(GEGEVEN FRAGMENT):
_ _ _ _

De Verenigde Staten hebben op donderdag sancties opgelegd aan ambtenaren van de Palestijnse autoriteit en leden van de Palestijnse bevrijdingsorganisatie. Deze sancties zijn het gevolg van beschuldigingen dat beide organisaties maatregelen hebben genomen om hun conflict met Israël te internationaliseren, onder andere via het Internationaal Strafhof en het Internationaal Hof van Justitie, en dat zij terrorisme blijven steunen.
De aankondiging van de Amerikaanse sancties werd gedaan door het Ministerie van Buitenlandse Zaken. Deze stap komt op een moment dat verschillende landen, waaronder Frankrijk en Groot-Brittannië, hebben beloofd om een Palestijnse staat te erkennen tijdens de Algemene Vergadering van de VN in september. Dit heeft geleid tot kritiek van Israël en de Verenigde Staten, die spreken over het belonen van Hamas.

_ _ _ _

(VERMELDE RIJEN):

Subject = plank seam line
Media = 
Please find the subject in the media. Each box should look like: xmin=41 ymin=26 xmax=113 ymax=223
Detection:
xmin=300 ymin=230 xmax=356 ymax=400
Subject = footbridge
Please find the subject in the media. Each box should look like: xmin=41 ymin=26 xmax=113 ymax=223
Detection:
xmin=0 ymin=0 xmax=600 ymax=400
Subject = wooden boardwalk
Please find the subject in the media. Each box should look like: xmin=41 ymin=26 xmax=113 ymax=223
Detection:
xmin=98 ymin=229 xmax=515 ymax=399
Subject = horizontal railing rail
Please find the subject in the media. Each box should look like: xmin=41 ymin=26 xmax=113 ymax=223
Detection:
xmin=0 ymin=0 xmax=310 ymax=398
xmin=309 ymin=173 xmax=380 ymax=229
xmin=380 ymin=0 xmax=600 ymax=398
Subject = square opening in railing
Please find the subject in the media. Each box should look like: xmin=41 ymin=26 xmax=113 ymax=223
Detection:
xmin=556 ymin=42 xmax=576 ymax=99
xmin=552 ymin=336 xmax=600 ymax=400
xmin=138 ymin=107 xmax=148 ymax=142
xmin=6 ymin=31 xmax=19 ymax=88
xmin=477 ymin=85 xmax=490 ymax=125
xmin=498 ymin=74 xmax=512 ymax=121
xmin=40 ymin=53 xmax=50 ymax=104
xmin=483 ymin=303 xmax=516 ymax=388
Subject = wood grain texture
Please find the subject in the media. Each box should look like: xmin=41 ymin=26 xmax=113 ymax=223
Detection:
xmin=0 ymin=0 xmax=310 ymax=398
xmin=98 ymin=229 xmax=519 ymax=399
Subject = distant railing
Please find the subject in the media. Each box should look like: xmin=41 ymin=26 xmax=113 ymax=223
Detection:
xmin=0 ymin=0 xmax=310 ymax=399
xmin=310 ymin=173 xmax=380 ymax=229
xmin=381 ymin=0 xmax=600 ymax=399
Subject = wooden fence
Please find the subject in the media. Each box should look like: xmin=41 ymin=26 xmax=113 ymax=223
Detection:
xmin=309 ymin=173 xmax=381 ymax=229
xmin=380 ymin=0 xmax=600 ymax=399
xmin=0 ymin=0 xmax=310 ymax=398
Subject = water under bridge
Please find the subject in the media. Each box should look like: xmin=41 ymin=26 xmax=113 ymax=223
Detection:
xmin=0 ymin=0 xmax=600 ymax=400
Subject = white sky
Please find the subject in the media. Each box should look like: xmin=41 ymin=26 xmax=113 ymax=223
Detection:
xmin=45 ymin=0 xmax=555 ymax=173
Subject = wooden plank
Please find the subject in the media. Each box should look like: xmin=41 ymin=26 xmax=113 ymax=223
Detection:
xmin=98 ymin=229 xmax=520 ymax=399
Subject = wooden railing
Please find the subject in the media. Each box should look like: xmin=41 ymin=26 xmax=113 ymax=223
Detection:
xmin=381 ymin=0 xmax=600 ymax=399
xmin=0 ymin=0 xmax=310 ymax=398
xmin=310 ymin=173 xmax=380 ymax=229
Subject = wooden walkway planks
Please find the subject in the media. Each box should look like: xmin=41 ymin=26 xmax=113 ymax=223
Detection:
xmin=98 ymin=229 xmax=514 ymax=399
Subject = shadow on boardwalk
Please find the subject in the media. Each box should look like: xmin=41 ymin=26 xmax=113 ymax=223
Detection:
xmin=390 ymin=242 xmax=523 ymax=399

_ _ _ _

(JOUW OPDRACHT): Zet het fragment over de Amerikaanse sancties tegen Palestijnse ambtenaren voort na de laatste zin.

(JOUW ANTWOORD):
Volgens Washington blijven de OAP en de Palestijnse autoriteit terrorisme ondersteunen door geweld uit te lokken en te ondersteunen. De sancties omvatten het weigeren van visa voor leden van beide organisaties. Het Amerikaanse Ministerie van Buitenlandse Zaken stelt dat het in het belang van de nationale veiligheid is om sancties op te leggen en de OAP en de Palestijnse autoriteit verantwoordelijk te houden voor het niet naleven van hun verplichtingen en het ondermijnen van de vooruitzichten op vrede.
Daarnaast bekritiseert het Amerikaanse Ministerie van Buitenlandse Zaken de OAP en de Palestijnse autoriteit voor het ondersteunen van acties binnen internationale organisaties die eerdere verplichtingen ondermijnen en in twijfel trekken. De Palestijnse autoriteit, onder leiding van president Mahmoud Abbas, regeert over de bezette Westelijke Jordaanoever, terwijl de OAP, opgericht in 1964, de beweging is die de Palestijnen vertegenwoordigt.